• EXERCISE REQUIREMENTS: The entries must be restated exactly as written.

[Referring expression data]
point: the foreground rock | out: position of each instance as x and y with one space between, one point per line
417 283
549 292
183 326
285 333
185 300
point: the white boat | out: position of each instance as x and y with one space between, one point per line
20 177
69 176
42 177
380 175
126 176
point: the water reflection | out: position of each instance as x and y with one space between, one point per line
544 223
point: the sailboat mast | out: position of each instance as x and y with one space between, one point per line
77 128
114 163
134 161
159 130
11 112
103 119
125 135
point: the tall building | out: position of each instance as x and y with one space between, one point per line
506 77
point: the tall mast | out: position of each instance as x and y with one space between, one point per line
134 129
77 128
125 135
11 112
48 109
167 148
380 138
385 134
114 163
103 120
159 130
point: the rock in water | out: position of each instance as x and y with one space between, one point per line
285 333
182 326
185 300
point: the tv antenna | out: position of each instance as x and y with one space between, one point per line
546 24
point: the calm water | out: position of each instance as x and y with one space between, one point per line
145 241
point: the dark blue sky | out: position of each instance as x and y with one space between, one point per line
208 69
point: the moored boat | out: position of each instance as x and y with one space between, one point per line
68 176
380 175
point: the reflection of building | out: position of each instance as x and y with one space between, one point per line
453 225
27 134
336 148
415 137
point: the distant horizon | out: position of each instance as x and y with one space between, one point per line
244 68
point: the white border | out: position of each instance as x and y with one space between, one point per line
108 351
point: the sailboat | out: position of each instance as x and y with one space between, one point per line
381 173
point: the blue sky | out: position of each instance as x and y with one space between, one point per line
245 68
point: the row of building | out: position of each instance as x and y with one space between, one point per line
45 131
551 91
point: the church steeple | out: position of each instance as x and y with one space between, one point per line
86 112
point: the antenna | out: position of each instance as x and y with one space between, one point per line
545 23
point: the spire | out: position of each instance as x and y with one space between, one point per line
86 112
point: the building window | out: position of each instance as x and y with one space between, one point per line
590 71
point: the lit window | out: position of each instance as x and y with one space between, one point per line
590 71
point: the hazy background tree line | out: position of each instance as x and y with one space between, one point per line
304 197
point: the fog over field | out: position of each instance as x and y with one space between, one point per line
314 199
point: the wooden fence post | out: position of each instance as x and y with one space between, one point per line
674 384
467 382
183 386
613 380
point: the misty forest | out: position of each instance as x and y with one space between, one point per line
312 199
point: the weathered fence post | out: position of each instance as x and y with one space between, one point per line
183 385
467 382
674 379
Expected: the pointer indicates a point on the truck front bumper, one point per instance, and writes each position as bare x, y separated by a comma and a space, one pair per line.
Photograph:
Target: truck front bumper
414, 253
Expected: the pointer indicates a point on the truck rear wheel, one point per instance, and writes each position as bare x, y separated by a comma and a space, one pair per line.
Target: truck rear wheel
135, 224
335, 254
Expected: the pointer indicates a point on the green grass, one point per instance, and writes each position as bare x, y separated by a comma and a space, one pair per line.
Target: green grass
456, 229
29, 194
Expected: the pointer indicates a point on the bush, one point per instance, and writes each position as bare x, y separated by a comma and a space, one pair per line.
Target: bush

• ANSWER FOR THE TASK:
point: the foreground rock | out: position of each instance as x and y with one space between, one point per line
417 283
549 292
183 326
285 333
185 300
point: the white boat | out: position of each instance as x and y with one space between, one point per line
20 177
69 176
42 177
380 175
126 176
point: the water reflection | out: position of each instance as x and y with one space between, one point per line
544 223
point: the sailboat mast | out: position of each instance as x and y with one space between, one point per line
77 128
114 163
134 161
159 130
11 112
103 119
125 135
point: the tall building | out: position of each instance as x and y with one space between, one point per line
506 77
point: the tall mast | out: position of each instance as x and y with one space between, one point per line
134 129
77 128
125 135
11 112
48 109
167 148
380 138
385 134
114 163
103 120
159 130
point: the rock in water | out: position of each instance as x and y with one space between, one point per line
285 333
182 326
185 300
point: the tv antenna | out: position of each instance as x and y with one space between, one point per line
546 24
point: the calm water | out: position of each instance as x and y with one space between, one point per line
145 241
point: the dark blue sky | out: position of each instance as x and y with one space between, one point per line
208 69
point: the moored boat | out: position of each instance as x and y with one space between, one point per line
68 176
380 175
point: the reflection of building | out: position of each instance as x and y with one space between, one point per line
453 225
27 134
336 148
415 137
point: the distant horizon | out: position of each instance as x and y with one space between, one point per line
244 68
point: the white border | out: position of each instance as x and y with one space between, one point per line
108 351
point: the sailboat | out: position of each instance as x and y with one space between, one point per line
381 173
point: the blue sky | out: position of each instance as x and y with one space between, one point per line
245 68
point: the row of building | out: position of each instance as x and y with one space between, one point per line
45 131
551 91
point: the church steeple | out: position of each instance as x and y with one space between, one point per line
86 112
point: the antenna | out: position of each instance as x and y with one space between, one point per line
545 23
point: the spire | out: position of each instance as x and y with one space between, one point per line
86 112
point: the building window | out: position of each instance as x and y with one space between, one point per line
590 71
point: the lit window | out: position of each instance as x and y with one space between, one point per line
590 71
point: the hazy background tree line | out: position of each instance as x and y with one space between, one point per line
304 197
point: the fog over field | out: position of each instance as x and y with one space between, one point per line
314 199
point: the wooden fence post | out: position of each instance as x and y with one space between, one point per line
674 384
467 382
183 386
613 380
point: the misty forest | out: position of each instance as x and y with one space between, one point per line
312 199
point: the weathered fence post | out: position of each instance as x and y with one space between, one point per line
183 385
467 382
674 379
Expected: the pointer indicates a point on the truck front bumper, one point per instance, and writes each position as bare x, y separated by a comma and a space, one pair per line.
Photograph:
Target: truck front bumper
414, 253
Expected: the pointer indicates a point on the truck rear wheel, one point per instance, and writes each position as bare x, y separated by a comma and a space, one pair per line.
Target: truck rear wheel
135, 224
335, 254
Expected: the pointer indicates a point on the green grass, one point per instance, and writes each position as bare x, y separated by a comma and a space, one pair per line.
Target: green grass
456, 229
29, 194
Expected: the pointer indicates a point on the bush, one point per instance, and writes each position as bare x, y separated by a comma and a space, one pair per line.
Target: bush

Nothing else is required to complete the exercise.